-- start Data for this task --
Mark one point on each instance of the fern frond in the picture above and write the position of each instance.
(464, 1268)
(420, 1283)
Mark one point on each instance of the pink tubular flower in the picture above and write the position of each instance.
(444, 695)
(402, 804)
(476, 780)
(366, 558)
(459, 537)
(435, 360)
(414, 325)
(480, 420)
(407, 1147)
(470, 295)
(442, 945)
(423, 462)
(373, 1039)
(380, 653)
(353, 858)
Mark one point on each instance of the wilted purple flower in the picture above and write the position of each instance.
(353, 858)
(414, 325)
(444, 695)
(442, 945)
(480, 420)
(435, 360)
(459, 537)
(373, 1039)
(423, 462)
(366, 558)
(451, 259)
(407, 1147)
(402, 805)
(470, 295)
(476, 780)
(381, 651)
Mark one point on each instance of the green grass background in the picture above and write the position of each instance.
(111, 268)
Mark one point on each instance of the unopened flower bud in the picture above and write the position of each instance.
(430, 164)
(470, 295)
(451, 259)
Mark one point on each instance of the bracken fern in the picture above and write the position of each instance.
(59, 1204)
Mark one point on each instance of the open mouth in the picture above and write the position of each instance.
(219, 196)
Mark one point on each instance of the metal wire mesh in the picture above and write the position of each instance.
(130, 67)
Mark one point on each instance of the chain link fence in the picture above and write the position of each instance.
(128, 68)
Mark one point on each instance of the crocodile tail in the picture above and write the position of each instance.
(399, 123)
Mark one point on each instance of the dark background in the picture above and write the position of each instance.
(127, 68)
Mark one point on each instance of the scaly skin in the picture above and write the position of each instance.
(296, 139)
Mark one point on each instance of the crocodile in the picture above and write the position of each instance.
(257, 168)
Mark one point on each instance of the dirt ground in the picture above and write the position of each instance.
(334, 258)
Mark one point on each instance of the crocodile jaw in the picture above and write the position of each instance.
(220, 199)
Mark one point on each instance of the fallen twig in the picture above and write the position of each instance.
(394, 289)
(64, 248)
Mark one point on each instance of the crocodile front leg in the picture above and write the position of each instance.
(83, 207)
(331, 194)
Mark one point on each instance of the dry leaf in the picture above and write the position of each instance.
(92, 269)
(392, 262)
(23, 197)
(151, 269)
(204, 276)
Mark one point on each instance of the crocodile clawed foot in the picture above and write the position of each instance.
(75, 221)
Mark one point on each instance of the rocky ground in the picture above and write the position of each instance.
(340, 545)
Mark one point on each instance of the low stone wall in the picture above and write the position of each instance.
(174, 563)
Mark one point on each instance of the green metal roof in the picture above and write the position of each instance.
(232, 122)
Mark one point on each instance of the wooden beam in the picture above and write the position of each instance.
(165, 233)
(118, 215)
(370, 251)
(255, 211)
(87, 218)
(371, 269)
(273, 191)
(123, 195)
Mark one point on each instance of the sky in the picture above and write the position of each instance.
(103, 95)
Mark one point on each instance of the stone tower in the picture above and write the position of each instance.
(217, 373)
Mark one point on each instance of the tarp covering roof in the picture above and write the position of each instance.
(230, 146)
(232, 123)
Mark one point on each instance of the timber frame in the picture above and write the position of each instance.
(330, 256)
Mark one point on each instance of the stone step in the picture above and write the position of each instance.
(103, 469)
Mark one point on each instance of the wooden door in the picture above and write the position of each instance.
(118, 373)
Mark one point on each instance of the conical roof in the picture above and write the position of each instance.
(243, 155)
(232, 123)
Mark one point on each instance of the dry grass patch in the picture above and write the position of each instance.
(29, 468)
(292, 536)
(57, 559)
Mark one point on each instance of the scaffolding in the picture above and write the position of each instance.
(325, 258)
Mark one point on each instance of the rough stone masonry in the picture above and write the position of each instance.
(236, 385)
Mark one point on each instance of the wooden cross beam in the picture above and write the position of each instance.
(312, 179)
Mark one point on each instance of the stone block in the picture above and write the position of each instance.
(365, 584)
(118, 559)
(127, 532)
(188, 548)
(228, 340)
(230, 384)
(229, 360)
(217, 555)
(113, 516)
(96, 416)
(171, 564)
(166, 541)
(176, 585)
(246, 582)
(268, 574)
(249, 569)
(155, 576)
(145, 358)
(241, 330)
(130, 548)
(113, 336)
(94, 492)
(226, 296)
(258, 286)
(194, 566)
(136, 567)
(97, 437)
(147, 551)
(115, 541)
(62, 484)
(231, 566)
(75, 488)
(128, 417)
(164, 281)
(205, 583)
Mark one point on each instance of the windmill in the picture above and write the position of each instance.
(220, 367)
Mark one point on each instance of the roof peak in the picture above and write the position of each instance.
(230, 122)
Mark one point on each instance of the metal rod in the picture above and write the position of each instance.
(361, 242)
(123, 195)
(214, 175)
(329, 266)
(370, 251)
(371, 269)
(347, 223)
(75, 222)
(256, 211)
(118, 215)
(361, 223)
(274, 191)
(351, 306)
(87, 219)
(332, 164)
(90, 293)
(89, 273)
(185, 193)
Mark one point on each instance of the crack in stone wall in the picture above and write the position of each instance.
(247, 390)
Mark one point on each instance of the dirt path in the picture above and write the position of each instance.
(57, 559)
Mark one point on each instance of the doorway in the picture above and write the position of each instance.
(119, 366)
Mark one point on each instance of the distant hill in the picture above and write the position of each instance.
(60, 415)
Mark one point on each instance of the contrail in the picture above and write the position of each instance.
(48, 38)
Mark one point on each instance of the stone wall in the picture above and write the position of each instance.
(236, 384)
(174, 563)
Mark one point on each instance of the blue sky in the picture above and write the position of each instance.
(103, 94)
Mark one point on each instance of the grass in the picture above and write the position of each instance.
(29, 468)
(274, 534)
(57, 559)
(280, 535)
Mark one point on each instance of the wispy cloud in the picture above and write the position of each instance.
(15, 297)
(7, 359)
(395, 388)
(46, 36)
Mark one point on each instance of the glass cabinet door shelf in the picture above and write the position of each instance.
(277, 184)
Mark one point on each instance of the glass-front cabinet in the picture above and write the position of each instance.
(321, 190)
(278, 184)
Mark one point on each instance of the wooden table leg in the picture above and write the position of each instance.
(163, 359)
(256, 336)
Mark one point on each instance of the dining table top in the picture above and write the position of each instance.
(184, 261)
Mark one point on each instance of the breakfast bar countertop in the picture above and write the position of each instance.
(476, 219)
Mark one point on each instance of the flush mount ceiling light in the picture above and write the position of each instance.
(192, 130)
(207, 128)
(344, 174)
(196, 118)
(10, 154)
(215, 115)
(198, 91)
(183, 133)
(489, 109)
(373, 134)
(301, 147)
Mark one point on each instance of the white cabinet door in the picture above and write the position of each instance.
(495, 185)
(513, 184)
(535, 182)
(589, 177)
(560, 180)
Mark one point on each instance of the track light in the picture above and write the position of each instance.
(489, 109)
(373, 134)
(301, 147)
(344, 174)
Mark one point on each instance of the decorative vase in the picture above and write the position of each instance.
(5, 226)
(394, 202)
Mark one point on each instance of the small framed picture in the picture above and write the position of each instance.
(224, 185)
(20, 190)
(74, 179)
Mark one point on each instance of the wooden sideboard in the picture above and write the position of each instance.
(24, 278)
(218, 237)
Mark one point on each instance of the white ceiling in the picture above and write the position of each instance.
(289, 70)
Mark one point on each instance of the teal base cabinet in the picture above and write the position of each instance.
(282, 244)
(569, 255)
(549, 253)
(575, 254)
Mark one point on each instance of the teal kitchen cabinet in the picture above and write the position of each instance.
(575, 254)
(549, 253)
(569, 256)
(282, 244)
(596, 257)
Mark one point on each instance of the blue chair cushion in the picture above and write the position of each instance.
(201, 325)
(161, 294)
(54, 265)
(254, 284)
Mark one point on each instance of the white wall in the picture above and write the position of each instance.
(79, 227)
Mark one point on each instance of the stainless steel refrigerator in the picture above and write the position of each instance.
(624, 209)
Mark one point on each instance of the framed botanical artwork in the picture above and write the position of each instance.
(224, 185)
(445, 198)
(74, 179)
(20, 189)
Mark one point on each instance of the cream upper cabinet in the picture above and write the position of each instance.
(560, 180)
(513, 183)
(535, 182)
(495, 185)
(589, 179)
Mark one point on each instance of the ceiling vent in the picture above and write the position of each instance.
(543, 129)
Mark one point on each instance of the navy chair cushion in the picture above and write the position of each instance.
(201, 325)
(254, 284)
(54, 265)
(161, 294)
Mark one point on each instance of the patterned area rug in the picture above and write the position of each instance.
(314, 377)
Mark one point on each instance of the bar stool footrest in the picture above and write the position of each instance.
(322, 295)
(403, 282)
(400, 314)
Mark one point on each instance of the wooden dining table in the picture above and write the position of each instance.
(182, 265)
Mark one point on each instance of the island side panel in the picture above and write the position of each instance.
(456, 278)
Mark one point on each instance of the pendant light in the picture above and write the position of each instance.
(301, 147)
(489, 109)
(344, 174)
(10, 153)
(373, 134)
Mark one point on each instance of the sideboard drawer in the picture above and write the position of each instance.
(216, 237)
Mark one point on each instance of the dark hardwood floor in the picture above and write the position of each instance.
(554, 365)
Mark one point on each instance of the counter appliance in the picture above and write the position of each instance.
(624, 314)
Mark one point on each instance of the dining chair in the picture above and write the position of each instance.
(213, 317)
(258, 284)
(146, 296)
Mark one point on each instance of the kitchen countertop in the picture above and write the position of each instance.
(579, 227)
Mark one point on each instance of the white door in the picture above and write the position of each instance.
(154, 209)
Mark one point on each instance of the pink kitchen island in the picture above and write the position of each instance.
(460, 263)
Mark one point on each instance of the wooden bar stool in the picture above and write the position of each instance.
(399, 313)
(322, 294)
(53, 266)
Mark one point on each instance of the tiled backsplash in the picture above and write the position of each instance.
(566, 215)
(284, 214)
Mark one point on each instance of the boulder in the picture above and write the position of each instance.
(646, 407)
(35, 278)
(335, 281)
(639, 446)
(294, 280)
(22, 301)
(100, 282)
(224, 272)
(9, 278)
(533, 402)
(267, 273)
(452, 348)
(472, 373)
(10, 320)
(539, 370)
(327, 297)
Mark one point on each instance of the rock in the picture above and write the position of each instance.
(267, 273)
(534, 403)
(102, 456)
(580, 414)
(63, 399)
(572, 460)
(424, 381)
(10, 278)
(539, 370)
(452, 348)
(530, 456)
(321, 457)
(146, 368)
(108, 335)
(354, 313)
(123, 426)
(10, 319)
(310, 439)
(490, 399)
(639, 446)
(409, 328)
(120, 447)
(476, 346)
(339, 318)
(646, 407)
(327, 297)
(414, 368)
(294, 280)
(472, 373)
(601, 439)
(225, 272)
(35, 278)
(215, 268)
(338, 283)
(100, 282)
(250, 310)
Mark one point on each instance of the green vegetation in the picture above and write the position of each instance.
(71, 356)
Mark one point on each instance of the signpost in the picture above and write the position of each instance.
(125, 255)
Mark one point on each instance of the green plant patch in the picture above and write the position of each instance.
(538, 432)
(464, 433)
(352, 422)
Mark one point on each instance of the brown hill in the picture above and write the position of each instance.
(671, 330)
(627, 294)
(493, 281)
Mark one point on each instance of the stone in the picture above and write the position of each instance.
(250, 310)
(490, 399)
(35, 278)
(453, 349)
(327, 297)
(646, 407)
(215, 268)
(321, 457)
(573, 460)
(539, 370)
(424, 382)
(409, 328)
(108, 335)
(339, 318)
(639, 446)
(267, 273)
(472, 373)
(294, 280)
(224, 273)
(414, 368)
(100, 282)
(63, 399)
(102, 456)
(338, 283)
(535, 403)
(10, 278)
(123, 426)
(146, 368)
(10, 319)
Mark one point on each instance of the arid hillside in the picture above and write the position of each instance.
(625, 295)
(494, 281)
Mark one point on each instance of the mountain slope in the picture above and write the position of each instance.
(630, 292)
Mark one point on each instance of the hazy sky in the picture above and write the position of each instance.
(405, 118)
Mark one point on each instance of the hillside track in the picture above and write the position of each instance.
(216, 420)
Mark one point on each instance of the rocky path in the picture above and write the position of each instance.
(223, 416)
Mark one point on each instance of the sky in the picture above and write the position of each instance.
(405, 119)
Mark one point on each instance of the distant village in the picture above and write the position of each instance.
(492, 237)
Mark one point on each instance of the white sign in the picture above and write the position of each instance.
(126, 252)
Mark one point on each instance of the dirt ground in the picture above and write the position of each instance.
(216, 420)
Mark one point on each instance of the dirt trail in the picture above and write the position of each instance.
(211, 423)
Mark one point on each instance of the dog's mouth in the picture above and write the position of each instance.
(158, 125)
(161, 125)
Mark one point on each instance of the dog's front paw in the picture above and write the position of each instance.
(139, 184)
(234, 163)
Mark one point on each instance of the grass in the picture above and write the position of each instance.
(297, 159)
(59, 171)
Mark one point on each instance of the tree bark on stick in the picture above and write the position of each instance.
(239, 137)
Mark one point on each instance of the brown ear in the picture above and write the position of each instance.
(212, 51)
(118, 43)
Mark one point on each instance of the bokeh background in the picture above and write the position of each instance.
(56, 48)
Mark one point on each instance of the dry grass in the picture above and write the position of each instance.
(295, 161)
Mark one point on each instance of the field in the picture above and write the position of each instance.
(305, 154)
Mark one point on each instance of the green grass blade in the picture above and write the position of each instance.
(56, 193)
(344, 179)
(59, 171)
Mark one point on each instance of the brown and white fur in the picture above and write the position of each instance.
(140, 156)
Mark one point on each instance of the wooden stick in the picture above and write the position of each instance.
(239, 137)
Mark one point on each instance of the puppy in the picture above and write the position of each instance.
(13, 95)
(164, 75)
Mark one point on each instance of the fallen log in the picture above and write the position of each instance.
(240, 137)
-- end Data for this task --
> Required work
Rewrite the records from their first line through the line with "(420, 1283)", changing "fern frond" to "palm leaf" and leaving everything else the same.

> Result of this task
Mark one point on each instance of the palm leaf in the picture above and write the position of each instance.
(464, 1268)
(420, 1283)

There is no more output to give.